• **AIM OF THE EXERCISE**
Reproduce every entry exactly.

※ ※ ※

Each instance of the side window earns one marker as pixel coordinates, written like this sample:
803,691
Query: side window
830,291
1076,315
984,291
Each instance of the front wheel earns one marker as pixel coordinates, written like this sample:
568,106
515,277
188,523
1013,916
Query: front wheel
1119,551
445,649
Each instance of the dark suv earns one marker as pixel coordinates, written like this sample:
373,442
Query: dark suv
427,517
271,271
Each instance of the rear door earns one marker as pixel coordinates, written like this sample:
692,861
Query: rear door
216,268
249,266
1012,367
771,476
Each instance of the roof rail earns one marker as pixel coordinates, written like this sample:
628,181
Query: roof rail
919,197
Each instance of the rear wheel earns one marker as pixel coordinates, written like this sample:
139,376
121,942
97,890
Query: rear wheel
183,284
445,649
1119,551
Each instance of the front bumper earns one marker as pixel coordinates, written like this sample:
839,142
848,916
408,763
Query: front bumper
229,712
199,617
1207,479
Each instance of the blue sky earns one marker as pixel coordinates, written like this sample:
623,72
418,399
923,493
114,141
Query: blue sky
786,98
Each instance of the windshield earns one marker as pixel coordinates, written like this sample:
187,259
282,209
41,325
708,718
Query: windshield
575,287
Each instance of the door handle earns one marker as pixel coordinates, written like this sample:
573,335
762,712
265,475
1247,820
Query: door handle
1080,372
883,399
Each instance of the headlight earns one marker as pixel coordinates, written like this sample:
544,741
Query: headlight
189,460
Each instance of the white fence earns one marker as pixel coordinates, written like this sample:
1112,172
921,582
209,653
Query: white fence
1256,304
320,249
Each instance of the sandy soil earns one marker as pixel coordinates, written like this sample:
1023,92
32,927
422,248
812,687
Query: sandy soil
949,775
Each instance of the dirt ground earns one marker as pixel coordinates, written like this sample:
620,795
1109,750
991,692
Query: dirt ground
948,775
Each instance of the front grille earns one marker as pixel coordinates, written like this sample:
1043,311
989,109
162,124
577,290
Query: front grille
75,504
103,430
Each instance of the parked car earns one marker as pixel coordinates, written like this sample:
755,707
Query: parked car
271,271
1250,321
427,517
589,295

※ ※ ※

• **ANSWER FOR THIS EXERCISE**
Each instance of the side window earns one marker as pixel coordinates, written like this sample:
803,691
Query: side window
830,291
1076,315
984,291
Each instance of the front wheel earns one marker as pixel coordinates, written like this sample:
568,106
515,277
188,523
1013,916
Query: front wheel
1119,551
445,649
Each instance of the dark suv earns one marker as pixel coordinates, written like this sample:
373,442
Query: dark suv
427,517
271,271
Each instance of the rear door earns one marker as pixel coordinates, written like this sample:
692,861
Query: rear door
216,268
249,266
1012,367
771,476
Each instance of the roof rail earns one marker as pixel coordinates, written like this sample:
628,181
Query: roof rail
919,197
Each instance of the rear wheel earns one marker as pixel coordinates, written like this sample:
139,376
121,942
97,890
Query: rear wheel
183,284
445,649
1119,551
Each instance of the front bumper earns one marker as pixel coordinates, written like this sample:
839,142
848,916
408,763
Query: front bumper
229,712
199,617
1207,479
Each instance of the blue sky earns one marker as pixel coordinates, written like this sample:
623,72
418,399
923,493
114,141
Query: blue sky
786,98
Each instance of the windshield earns one marker as pixel coordinates, written like this sample:
187,259
282,209
41,325
708,718
Query: windshield
575,287
Each instance of the door handle earns one marker as pixel coordinates, written like this sample:
573,335
762,712
265,475
1247,820
Query: door handle
1080,372
883,399
Each instance of the headlight earns one marker as pixel coordinates, written like this sample:
544,741
Query: headlight
189,460
Each instance of the white fence earns one marker as pixel coordinates, written like this sample:
1112,172
921,582
209,653
Query: white fence
1256,304
320,249
Each instance of the sandy soil earns one marker as pixel coordinates, written like this sample:
1023,92
32,927
422,248
812,687
Query: sandy soil
949,775
Each instance of the dirt ground earns one marker as pixel coordinates, written like this sample:
620,795
1109,750
991,692
Query: dirt ground
948,775
Each instance of the front grille earns one marker as pixel coordinates, written like this sample:
1043,311
989,109
162,124
577,290
Query: front grille
75,504
103,430
Each instance of the parked car earns one marker as pixel coordinates, written like this sample:
755,707
Query: parked car
271,271
1250,321
427,517
589,295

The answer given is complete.